## The problem
How do the lines below between the ones holding "Run detection on desktop" and "Run detection on green", inclusive, read? Give them again exactly, with no other lines.

============================================================

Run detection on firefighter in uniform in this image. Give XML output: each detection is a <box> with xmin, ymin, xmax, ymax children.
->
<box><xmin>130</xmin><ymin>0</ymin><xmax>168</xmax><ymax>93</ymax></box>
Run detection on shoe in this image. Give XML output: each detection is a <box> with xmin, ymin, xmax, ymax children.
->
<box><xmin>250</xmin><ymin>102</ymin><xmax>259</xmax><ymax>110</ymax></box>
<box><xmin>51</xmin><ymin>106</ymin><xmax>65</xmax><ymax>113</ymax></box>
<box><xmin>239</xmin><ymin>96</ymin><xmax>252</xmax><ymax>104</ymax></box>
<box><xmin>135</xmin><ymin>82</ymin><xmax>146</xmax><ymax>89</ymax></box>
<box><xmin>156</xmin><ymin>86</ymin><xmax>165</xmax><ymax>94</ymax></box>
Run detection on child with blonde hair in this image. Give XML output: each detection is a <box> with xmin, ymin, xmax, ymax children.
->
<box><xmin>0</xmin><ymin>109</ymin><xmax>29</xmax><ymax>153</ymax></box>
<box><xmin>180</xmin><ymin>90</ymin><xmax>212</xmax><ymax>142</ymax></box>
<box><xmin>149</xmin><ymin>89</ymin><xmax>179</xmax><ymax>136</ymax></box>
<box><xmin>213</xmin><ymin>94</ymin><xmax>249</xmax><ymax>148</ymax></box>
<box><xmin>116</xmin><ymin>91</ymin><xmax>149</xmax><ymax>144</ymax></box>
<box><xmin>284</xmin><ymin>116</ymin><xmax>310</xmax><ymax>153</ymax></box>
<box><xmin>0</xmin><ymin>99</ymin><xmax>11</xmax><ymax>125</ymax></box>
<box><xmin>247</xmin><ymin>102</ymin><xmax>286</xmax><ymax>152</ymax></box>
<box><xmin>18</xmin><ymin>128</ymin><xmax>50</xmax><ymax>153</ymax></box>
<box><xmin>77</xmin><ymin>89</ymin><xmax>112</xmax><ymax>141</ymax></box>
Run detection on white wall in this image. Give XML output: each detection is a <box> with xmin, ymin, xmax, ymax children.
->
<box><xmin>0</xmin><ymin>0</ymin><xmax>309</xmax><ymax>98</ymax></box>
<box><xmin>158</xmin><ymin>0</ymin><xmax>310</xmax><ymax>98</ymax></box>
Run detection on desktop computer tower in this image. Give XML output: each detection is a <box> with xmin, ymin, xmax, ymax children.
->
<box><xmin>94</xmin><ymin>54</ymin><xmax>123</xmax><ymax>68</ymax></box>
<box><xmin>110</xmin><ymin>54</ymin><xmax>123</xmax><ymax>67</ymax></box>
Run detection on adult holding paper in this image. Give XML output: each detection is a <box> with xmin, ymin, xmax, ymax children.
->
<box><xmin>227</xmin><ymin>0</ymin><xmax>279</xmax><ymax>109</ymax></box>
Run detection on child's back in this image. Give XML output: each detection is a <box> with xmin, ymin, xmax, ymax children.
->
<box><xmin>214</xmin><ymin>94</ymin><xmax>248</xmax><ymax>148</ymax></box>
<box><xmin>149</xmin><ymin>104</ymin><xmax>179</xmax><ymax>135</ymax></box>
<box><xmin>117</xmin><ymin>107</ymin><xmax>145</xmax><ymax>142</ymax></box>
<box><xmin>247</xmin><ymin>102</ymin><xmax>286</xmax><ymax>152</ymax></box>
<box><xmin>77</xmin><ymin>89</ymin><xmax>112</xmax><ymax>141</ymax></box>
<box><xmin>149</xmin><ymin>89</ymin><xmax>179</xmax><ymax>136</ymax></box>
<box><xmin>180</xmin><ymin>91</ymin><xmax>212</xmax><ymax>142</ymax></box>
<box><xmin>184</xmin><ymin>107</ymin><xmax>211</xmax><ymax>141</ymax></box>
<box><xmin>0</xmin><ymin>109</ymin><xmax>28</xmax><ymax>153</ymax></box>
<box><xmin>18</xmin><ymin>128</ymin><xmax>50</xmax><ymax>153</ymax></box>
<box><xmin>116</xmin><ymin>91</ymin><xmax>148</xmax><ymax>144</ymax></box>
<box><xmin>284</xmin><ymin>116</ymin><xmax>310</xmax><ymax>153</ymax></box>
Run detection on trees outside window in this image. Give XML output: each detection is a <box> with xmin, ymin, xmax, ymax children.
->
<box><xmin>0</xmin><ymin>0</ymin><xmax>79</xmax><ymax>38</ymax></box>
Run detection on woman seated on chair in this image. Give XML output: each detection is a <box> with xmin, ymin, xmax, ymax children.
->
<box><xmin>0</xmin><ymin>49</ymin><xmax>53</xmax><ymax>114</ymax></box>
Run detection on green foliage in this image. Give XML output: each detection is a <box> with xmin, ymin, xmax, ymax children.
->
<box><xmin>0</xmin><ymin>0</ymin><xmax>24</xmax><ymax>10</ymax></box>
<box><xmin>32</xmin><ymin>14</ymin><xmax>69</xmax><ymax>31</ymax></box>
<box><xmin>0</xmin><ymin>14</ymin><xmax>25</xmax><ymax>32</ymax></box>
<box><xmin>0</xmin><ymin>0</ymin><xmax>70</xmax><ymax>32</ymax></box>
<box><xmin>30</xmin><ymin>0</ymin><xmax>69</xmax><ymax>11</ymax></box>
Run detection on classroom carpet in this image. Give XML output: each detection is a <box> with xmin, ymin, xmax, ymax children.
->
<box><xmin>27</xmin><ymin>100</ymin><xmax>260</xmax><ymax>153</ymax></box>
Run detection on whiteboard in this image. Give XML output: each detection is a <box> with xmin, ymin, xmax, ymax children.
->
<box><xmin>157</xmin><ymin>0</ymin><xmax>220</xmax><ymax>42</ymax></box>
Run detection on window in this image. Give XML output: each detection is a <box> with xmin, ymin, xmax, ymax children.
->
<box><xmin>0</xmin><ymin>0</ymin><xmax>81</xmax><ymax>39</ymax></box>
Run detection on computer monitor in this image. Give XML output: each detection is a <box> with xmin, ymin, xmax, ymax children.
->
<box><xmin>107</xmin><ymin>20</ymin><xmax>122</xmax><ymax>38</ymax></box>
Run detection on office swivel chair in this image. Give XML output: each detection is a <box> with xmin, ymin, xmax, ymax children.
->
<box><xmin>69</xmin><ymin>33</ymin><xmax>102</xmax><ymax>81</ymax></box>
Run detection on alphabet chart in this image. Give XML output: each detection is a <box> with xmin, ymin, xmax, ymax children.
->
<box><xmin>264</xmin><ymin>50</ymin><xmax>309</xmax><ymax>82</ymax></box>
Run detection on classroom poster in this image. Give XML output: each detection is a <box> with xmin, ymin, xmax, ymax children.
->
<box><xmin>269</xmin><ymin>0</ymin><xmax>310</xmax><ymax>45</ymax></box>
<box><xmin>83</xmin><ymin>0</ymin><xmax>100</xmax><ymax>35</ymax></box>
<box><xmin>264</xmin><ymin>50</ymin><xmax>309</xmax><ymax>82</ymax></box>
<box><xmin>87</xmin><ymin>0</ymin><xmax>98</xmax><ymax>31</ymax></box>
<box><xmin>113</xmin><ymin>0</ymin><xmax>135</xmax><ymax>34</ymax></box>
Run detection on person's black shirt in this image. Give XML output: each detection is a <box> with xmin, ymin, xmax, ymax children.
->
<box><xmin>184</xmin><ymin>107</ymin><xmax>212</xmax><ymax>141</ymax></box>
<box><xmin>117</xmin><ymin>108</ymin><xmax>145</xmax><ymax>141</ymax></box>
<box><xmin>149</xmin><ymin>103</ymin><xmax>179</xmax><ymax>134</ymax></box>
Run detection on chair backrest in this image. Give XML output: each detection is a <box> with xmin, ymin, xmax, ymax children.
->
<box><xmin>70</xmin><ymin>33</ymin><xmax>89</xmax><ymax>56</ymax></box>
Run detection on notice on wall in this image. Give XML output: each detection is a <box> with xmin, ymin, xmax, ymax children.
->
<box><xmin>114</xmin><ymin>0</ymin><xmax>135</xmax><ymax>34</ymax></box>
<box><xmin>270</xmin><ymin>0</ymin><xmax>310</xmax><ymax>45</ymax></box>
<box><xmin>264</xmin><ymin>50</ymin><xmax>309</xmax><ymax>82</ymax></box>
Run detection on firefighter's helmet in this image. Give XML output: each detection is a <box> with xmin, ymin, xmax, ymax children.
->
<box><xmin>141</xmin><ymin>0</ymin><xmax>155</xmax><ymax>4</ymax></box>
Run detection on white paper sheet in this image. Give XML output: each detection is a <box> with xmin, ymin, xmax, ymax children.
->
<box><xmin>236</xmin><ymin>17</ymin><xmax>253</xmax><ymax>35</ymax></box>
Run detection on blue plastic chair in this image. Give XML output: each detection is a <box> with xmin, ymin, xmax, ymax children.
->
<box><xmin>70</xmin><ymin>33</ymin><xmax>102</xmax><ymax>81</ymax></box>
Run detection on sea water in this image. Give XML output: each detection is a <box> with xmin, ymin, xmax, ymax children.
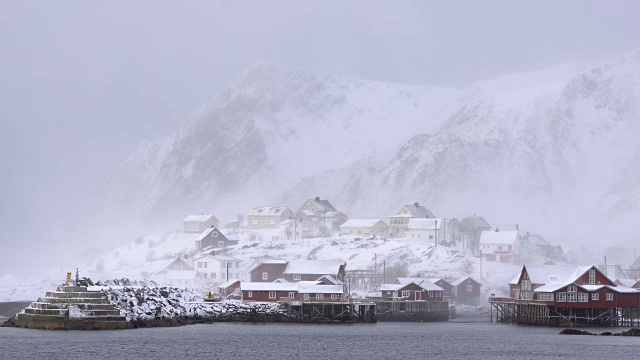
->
<box><xmin>1</xmin><ymin>320</ymin><xmax>639</xmax><ymax>359</ymax></box>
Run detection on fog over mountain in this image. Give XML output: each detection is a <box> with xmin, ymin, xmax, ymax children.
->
<box><xmin>90</xmin><ymin>50</ymin><xmax>640</xmax><ymax>250</ymax></box>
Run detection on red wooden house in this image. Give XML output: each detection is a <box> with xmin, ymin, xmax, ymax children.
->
<box><xmin>217</xmin><ymin>279</ymin><xmax>241</xmax><ymax>298</ymax></box>
<box><xmin>247</xmin><ymin>259</ymin><xmax>288</xmax><ymax>282</ymax></box>
<box><xmin>451</xmin><ymin>276</ymin><xmax>481</xmax><ymax>304</ymax></box>
<box><xmin>248</xmin><ymin>259</ymin><xmax>346</xmax><ymax>283</ymax></box>
<box><xmin>381</xmin><ymin>281</ymin><xmax>443</xmax><ymax>301</ymax></box>
<box><xmin>426</xmin><ymin>278</ymin><xmax>454</xmax><ymax>299</ymax></box>
<box><xmin>241</xmin><ymin>282</ymin><xmax>299</xmax><ymax>302</ymax></box>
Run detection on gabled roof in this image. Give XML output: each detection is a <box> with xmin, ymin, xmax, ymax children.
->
<box><xmin>508</xmin><ymin>265</ymin><xmax>581</xmax><ymax>285</ymax></box>
<box><xmin>241</xmin><ymin>282</ymin><xmax>299</xmax><ymax>291</ymax></box>
<box><xmin>479</xmin><ymin>229</ymin><xmax>518</xmax><ymax>245</ymax></box>
<box><xmin>305</xmin><ymin>198</ymin><xmax>337</xmax><ymax>212</ymax></box>
<box><xmin>451</xmin><ymin>276</ymin><xmax>480</xmax><ymax>287</ymax></box>
<box><xmin>340</xmin><ymin>219</ymin><xmax>388</xmax><ymax>228</ymax></box>
<box><xmin>193</xmin><ymin>254</ymin><xmax>241</xmax><ymax>262</ymax></box>
<box><xmin>395</xmin><ymin>278</ymin><xmax>443</xmax><ymax>291</ymax></box>
<box><xmin>183</xmin><ymin>214</ymin><xmax>218</xmax><ymax>222</ymax></box>
<box><xmin>246</xmin><ymin>259</ymin><xmax>288</xmax><ymax>273</ymax></box>
<box><xmin>195</xmin><ymin>227</ymin><xmax>228</xmax><ymax>242</ymax></box>
<box><xmin>426</xmin><ymin>278</ymin><xmax>450</xmax><ymax>286</ymax></box>
<box><xmin>218</xmin><ymin>279</ymin><xmax>240</xmax><ymax>289</ymax></box>
<box><xmin>248</xmin><ymin>206</ymin><xmax>292</xmax><ymax>216</ymax></box>
<box><xmin>407</xmin><ymin>218</ymin><xmax>442</xmax><ymax>230</ymax></box>
<box><xmin>284</xmin><ymin>260</ymin><xmax>345</xmax><ymax>275</ymax></box>
<box><xmin>316</xmin><ymin>275</ymin><xmax>344</xmax><ymax>285</ymax></box>
<box><xmin>391</xmin><ymin>202</ymin><xmax>435</xmax><ymax>218</ymax></box>
<box><xmin>297</xmin><ymin>284</ymin><xmax>343</xmax><ymax>294</ymax></box>
<box><xmin>616</xmin><ymin>279</ymin><xmax>639</xmax><ymax>287</ymax></box>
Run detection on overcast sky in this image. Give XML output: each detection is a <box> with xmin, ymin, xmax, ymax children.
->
<box><xmin>1</xmin><ymin>0</ymin><xmax>640</xmax><ymax>274</ymax></box>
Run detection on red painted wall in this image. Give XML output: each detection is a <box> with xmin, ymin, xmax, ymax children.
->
<box><xmin>249</xmin><ymin>263</ymin><xmax>287</xmax><ymax>282</ymax></box>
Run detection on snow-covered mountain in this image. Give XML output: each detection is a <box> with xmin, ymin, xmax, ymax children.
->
<box><xmin>93</xmin><ymin>51</ymin><xmax>640</xmax><ymax>246</ymax></box>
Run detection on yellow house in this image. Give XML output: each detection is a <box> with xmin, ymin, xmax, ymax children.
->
<box><xmin>389</xmin><ymin>202</ymin><xmax>435</xmax><ymax>238</ymax></box>
<box><xmin>340</xmin><ymin>219</ymin><xmax>389</xmax><ymax>237</ymax></box>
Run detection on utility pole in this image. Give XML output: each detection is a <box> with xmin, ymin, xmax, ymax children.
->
<box><xmin>374</xmin><ymin>253</ymin><xmax>377</xmax><ymax>276</ymax></box>
<box><xmin>383</xmin><ymin>260</ymin><xmax>386</xmax><ymax>284</ymax></box>
<box><xmin>323</xmin><ymin>209</ymin><xmax>327</xmax><ymax>239</ymax></box>
<box><xmin>604</xmin><ymin>256</ymin><xmax>608</xmax><ymax>277</ymax></box>
<box><xmin>434</xmin><ymin>219</ymin><xmax>438</xmax><ymax>246</ymax></box>
<box><xmin>480</xmin><ymin>251</ymin><xmax>483</xmax><ymax>281</ymax></box>
<box><xmin>443</xmin><ymin>218</ymin><xmax>446</xmax><ymax>246</ymax></box>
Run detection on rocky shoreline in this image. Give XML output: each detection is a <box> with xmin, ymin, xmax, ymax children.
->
<box><xmin>560</xmin><ymin>328</ymin><xmax>640</xmax><ymax>336</ymax></box>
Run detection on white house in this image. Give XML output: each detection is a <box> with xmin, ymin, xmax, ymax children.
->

============================================================

## Task output
Run detection on desktop computer tower in this image. Give XML output: each detection is a <box> with xmin, ymin, xmax, ymax children.
->
<box><xmin>94</xmin><ymin>54</ymin><xmax>123</xmax><ymax>68</ymax></box>
<box><xmin>110</xmin><ymin>54</ymin><xmax>123</xmax><ymax>67</ymax></box>
Run detection on adult holding paper in this image. Give XML output: each detection is a <box> with xmin, ymin, xmax, ymax children.
->
<box><xmin>227</xmin><ymin>0</ymin><xmax>279</xmax><ymax>109</ymax></box>
Run detection on child's back in this image. Give XML output: each detection is a <box> with xmin, ymin, xmax, ymax children.
->
<box><xmin>214</xmin><ymin>94</ymin><xmax>248</xmax><ymax>148</ymax></box>
<box><xmin>149</xmin><ymin>104</ymin><xmax>179</xmax><ymax>135</ymax></box>
<box><xmin>117</xmin><ymin>107</ymin><xmax>145</xmax><ymax>142</ymax></box>
<box><xmin>247</xmin><ymin>102</ymin><xmax>286</xmax><ymax>152</ymax></box>
<box><xmin>77</xmin><ymin>89</ymin><xmax>112</xmax><ymax>141</ymax></box>
<box><xmin>149</xmin><ymin>89</ymin><xmax>179</xmax><ymax>136</ymax></box>
<box><xmin>180</xmin><ymin>91</ymin><xmax>212</xmax><ymax>142</ymax></box>
<box><xmin>184</xmin><ymin>107</ymin><xmax>211</xmax><ymax>141</ymax></box>
<box><xmin>0</xmin><ymin>109</ymin><xmax>28</xmax><ymax>153</ymax></box>
<box><xmin>18</xmin><ymin>128</ymin><xmax>50</xmax><ymax>153</ymax></box>
<box><xmin>116</xmin><ymin>91</ymin><xmax>148</xmax><ymax>144</ymax></box>
<box><xmin>284</xmin><ymin>116</ymin><xmax>310</xmax><ymax>153</ymax></box>
Run detection on trees outside window in this image. Give XML output: each detection is a <box> with xmin, ymin, xmax, ymax children.
->
<box><xmin>0</xmin><ymin>0</ymin><xmax>79</xmax><ymax>38</ymax></box>
Run detection on woman seated on chair in this image. Give XML output: each detection is a <box> with xmin, ymin, xmax, ymax children.
->
<box><xmin>0</xmin><ymin>49</ymin><xmax>53</xmax><ymax>114</ymax></box>
Run detection on green foliage in this image. Give XML output: each detection is a <box> with xmin, ymin, xmax, ymax children.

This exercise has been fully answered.